SELECTED PASSAGE: Begin
Regulation of Animal Cell Shape

Questions and Answers

If a hypothetical drug selectively disrupted the assembly dynamics of only the $\alpha-\beta$ tubulin heterodimer within microtubules, without affecting other cytoskeletal elements, what immediate cellular consequence would be most likely observed?

• A cessation of intracellular vesicle transport due to the compromised structural integrity of microfilaments.
• An inability to maintain stable cell polarity during migration, affecting processes like wound healing and immune responses. (correct)
• Impaired muscle contraction due to cross-talk inhibition between microtubules and the actin-myosin system.
• The collapse of the nuclear lamina owing to the functional interdependence between microtubules and intermediate filaments.

In the context of cellular stress response, how would the conditional knockout of the gene encoding plectin in fibroblasts most profoundly alter their capacity to withstand mechanical strain?
SELECTED PASSAGE: End
DATASET SECTION: Begin
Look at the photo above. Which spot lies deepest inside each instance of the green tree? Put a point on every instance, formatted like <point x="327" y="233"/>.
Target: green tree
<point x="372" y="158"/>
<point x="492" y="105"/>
DATASET SECTION: End
• **ASSIGNMENT 1**: What is the Spanish translation of this sentence from the text on animal cell shape: "In the context of cellular stress response, how would the conditional knockout of the gene encoding plectin in fibroblasts most profoundly alter their capacity to withstand mechanical strain?"
• **ASSIGNMENT 2**:
Using the text on animal cell shape, answer each briefly:
(a) What does the hypothetical drug selectively disrupt?
(b) Which option about the drug is marked as correct?
(c) In which cells is the plectin gene conditionally knocked out?

• **YOUR SOLUTION 1**: En el contexto de la respuesta celular al estrés, ¿cómo alteraría más profundamente la inactivación condicional del gen que codifica la plectina en los fibroblastos su capacidad para soportar la tensión mecánica?

• **YOUR SOLUTION 2**:
(a) The assembly dynamics of only the α-β tubulin heterodimer within microtubules.
(b) An inability to maintain stable cell polarity during migration, affecting processes like wound healing and immune responses.
(c) Fibroblasts.